[Region segmentation data]
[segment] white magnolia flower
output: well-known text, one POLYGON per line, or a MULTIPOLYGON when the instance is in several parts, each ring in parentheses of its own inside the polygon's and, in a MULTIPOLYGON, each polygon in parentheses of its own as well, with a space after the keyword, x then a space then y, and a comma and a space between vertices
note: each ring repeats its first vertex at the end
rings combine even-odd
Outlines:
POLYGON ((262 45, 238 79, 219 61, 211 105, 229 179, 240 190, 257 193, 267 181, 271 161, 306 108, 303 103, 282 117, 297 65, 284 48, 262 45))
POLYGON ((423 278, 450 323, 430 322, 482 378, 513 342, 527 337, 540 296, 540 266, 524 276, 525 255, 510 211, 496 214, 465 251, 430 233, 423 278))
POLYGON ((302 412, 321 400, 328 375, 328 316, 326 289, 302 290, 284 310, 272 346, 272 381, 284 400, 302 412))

* _Task to complete_:
Rewrite every line of the material above, changing "magnolia" to "tulip" and leaving everything else untouched.

* _Task output_:
[segment] white tulip flower
output: well-known text, one POLYGON per line, or a MULTIPOLYGON when the instance is in several parts, each ring in parentheses of its own inside the polygon's and, in a MULTIPOLYGON, each polygon in parentheses of its own as well, with a space after the keyword, x then a space then y, and a comma and a space between vertices
note: each ring repeats its first vertex at the end
rings combine even-odd
Outlines:
POLYGON ((262 45, 238 79, 219 61, 211 105, 229 179, 240 190, 257 193, 267 181, 271 161, 306 108, 303 103, 282 117, 297 65, 284 48, 262 45))
POLYGON ((423 278, 450 323, 430 322, 482 378, 513 342, 527 337, 540 296, 540 266, 524 276, 525 255, 510 211, 496 214, 465 251, 430 233, 423 278))
POLYGON ((302 412, 321 400, 328 375, 328 316, 326 289, 302 290, 284 310, 272 346, 272 381, 284 400, 302 412))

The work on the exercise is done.